Task objective: Edit the items below by swapping every "Would you point out" for "Could you mark" and changing nothing else. Omit the pictures from your answer.

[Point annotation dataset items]
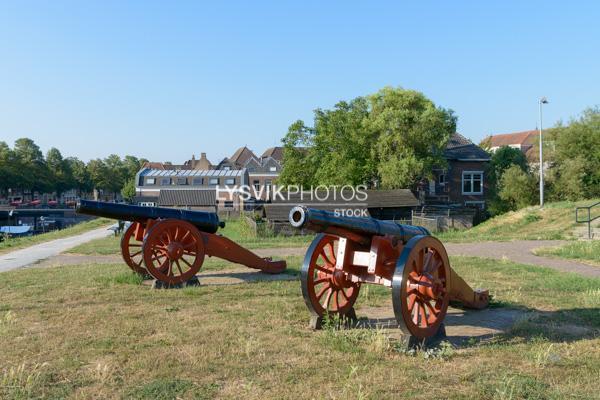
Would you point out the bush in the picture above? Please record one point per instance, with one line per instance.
(517, 188)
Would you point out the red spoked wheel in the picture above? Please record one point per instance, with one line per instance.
(420, 287)
(173, 251)
(326, 290)
(131, 249)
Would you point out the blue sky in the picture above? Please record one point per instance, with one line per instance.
(165, 80)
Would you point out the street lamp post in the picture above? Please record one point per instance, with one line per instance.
(543, 100)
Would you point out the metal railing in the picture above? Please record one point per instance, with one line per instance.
(589, 218)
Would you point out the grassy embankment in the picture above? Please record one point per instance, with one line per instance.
(234, 229)
(554, 221)
(585, 251)
(19, 243)
(95, 332)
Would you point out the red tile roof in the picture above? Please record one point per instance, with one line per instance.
(507, 139)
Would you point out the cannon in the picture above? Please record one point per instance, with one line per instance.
(170, 244)
(351, 251)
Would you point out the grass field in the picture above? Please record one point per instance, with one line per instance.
(92, 331)
(234, 230)
(554, 221)
(19, 243)
(587, 251)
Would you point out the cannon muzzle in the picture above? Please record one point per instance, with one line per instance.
(204, 221)
(329, 222)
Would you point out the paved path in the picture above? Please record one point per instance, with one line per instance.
(30, 255)
(520, 251)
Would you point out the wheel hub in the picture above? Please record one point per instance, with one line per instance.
(174, 251)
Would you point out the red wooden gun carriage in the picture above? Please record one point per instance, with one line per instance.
(352, 251)
(170, 244)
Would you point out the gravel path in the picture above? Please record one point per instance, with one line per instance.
(520, 251)
(33, 254)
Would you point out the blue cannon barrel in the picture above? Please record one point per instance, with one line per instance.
(329, 222)
(204, 221)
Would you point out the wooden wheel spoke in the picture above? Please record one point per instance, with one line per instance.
(178, 267)
(135, 254)
(189, 253)
(327, 298)
(411, 301)
(187, 233)
(423, 314)
(431, 309)
(323, 269)
(189, 245)
(186, 262)
(321, 280)
(329, 246)
(322, 291)
(335, 300)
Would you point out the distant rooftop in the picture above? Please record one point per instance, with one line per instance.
(516, 138)
(193, 172)
(461, 148)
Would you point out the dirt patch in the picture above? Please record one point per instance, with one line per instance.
(461, 325)
(235, 276)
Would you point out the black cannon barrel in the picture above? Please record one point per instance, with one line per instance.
(329, 222)
(204, 221)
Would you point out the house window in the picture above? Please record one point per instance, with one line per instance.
(472, 182)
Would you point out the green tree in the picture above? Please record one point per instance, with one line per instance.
(394, 138)
(116, 173)
(128, 190)
(574, 157)
(60, 171)
(298, 168)
(501, 160)
(81, 176)
(33, 173)
(99, 174)
(7, 168)
(411, 133)
(517, 188)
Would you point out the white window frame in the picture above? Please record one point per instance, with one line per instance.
(462, 182)
(441, 181)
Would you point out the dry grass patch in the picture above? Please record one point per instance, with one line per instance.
(554, 221)
(87, 332)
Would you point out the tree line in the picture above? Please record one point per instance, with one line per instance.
(24, 167)
(396, 137)
(391, 139)
(571, 166)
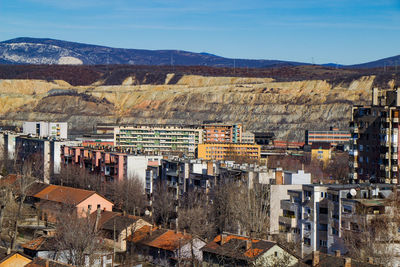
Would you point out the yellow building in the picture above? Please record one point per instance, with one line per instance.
(14, 259)
(321, 151)
(228, 151)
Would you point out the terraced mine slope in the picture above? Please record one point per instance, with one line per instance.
(261, 104)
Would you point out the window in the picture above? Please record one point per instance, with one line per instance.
(323, 210)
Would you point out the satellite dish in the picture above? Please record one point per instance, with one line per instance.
(353, 192)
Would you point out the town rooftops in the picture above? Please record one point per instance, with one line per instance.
(64, 194)
(326, 260)
(109, 219)
(40, 262)
(40, 244)
(159, 238)
(238, 247)
(320, 145)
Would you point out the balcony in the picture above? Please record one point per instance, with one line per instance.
(287, 205)
(292, 221)
(323, 218)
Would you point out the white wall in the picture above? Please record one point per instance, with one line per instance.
(137, 165)
(278, 193)
(297, 178)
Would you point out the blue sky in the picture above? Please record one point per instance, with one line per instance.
(320, 31)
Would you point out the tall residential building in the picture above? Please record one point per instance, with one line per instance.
(222, 133)
(375, 139)
(159, 138)
(46, 129)
(334, 136)
(248, 138)
(228, 151)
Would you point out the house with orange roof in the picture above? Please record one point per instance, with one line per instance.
(123, 225)
(54, 198)
(235, 250)
(165, 247)
(46, 248)
(40, 262)
(13, 258)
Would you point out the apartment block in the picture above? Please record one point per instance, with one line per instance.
(248, 138)
(46, 129)
(45, 153)
(334, 137)
(317, 216)
(109, 163)
(228, 151)
(159, 138)
(321, 151)
(375, 142)
(222, 133)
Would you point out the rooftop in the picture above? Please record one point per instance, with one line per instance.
(235, 246)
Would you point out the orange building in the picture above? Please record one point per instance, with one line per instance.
(228, 151)
(222, 133)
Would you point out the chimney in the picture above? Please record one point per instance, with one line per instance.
(347, 262)
(96, 224)
(223, 239)
(315, 256)
(248, 244)
(375, 93)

Result of this exercise:
Could you mark the bush in the picture above? Please record one point per instance, with one line per instance.
(517, 188)
Could you mark the red spoked wheel in the picture above? Please record one point per instance, with one line per instance.
(420, 287)
(173, 251)
(326, 290)
(131, 249)
Could you mark the blue sky in the picture above? Please record one point per instance, with one line per instance.
(165, 80)
Could you mark the street lamp post in the picture above? Please record one point per instance, with one line per instance.
(543, 100)
Could you mark the metal railing in the picture above? Please record one point per instance, with one line per instance.
(589, 218)
Could you mark the grassy embankment in the picture above? Please record one point per instance, with one line per instance.
(234, 229)
(554, 221)
(585, 251)
(19, 243)
(95, 332)
Could you mark the red tile roof in the picture above? Please record one point per instance, with one line per instance.
(507, 139)
Could you mark the cannon in the picture above? Please record one point per instance, with one line per instance.
(170, 244)
(351, 251)
Could you mark the grass field in the picture above? Please record one point per instance, with one line per instance.
(92, 331)
(234, 230)
(554, 221)
(19, 243)
(587, 251)
Could you mark the cannon muzzle in the picture above? Please record one point per instance, with one line per instance.
(204, 221)
(329, 222)
Could you mark the paved path in the picture above? Please record one point per instance, with one line per instance.
(30, 255)
(520, 251)
Could you mark the wheel hub in the picture above? Please record one point per instance, with one line per instance.
(174, 251)
Could you mark the red wooden gun carriage in the picture above? Please record one point per instance, with one line per instance.
(352, 251)
(170, 244)
Could you mark the gravel path in the picture above? Please record one point per instance, with one line per instance.
(520, 251)
(33, 254)
Could you mark the blue cannon barrel in the picture above? Please record one point per instance, with one line per instance.
(329, 222)
(204, 221)
Could you mark the wooden wheel spoke in the picture above? Please record one point per instance, with one line per instance.
(178, 267)
(135, 254)
(189, 253)
(327, 298)
(411, 301)
(187, 233)
(423, 314)
(431, 309)
(323, 269)
(189, 245)
(186, 262)
(321, 280)
(329, 246)
(322, 291)
(335, 300)
Could you mark the distant rooftop in the picture above? Please record one point per instance, with one line per instance.
(516, 138)
(193, 172)
(461, 148)
Could you mark the dirt patch in the picture above? Please record one point per instance, with one line per instance.
(461, 325)
(235, 276)
Could you mark the black cannon barrel in the picture above? Please record one point per instance, with one line per instance.
(329, 222)
(204, 221)
Could you mark the house window in the picture above? Please record one point per instance, with one line per instance.
(472, 182)
Could you mark the green tree in the picture above? Please record one point per instance, with one line per instance.
(394, 138)
(116, 173)
(128, 190)
(574, 157)
(60, 171)
(298, 168)
(501, 160)
(81, 176)
(33, 173)
(99, 174)
(7, 168)
(411, 133)
(517, 188)
Could you mark the white window frame in the picture above? Please record one point per instance, with one line per instance.
(462, 182)
(441, 181)
Could you mark the dry grass patch in the picture above? Please record one point per instance, with one line per instance.
(554, 221)
(87, 332)
Could you mark the tree line in the picture above? Please record one point per instance, with one line per instance.
(24, 167)
(396, 137)
(391, 139)
(571, 166)
Could you mark the yellow building in the picture above? Please record one point per instance, with one line per instance.
(14, 259)
(321, 151)
(228, 151)
Could you mark the terraced mine slope in the picture above? Please record one point per instance, with one line per instance.
(261, 104)
Could you mark the window in the picture above? Please record one point per instance, with one line per instance.
(323, 210)
Could you mark the satellite dish in the picture above? Please record one point per instance, with one line per instance.
(353, 192)
Could you mark the town rooftops in the picture above? Please record one point per instance, with one line per instance.
(64, 194)
(326, 260)
(109, 219)
(40, 262)
(40, 244)
(159, 238)
(238, 247)
(320, 145)
Could you mark the balcony in the picture above? Please record one point per instance, with one line per instance.
(287, 205)
(292, 221)
(323, 218)
Could you mark the white wall in the picture above? Please record one point per instance, with one line per instance.
(137, 165)
(278, 193)
(297, 178)
Could you mark the blue sky in the picture above? Please record one point per instance, with one line per instance.
(320, 31)
Could you mark the tall residential building in the picture above? Please record one point per instance, with one line per instance.
(222, 133)
(375, 139)
(159, 138)
(46, 129)
(334, 136)
(248, 138)
(228, 151)
Could you mark the house with orange roof in the picture above? Please record one point per instance, with one line per instance.
(123, 225)
(54, 198)
(235, 250)
(165, 247)
(46, 248)
(40, 262)
(13, 258)
Could you mark the apartment block in the picture above? Please record one point per instance, with one line per instance.
(248, 138)
(46, 129)
(45, 153)
(334, 137)
(317, 216)
(109, 163)
(228, 151)
(159, 138)
(321, 151)
(375, 142)
(222, 133)
Could you mark the rooftop in the picture above? Please record one point per instance, with one line per instance.
(235, 246)
Could you mark the orange building in the picture above? Please record one point per instance, with one line per instance.
(228, 151)
(222, 133)
Could you mark the chimney in the picture above? Please record one point per instance, with one line per instance.
(347, 262)
(96, 224)
(223, 239)
(315, 256)
(248, 244)
(375, 93)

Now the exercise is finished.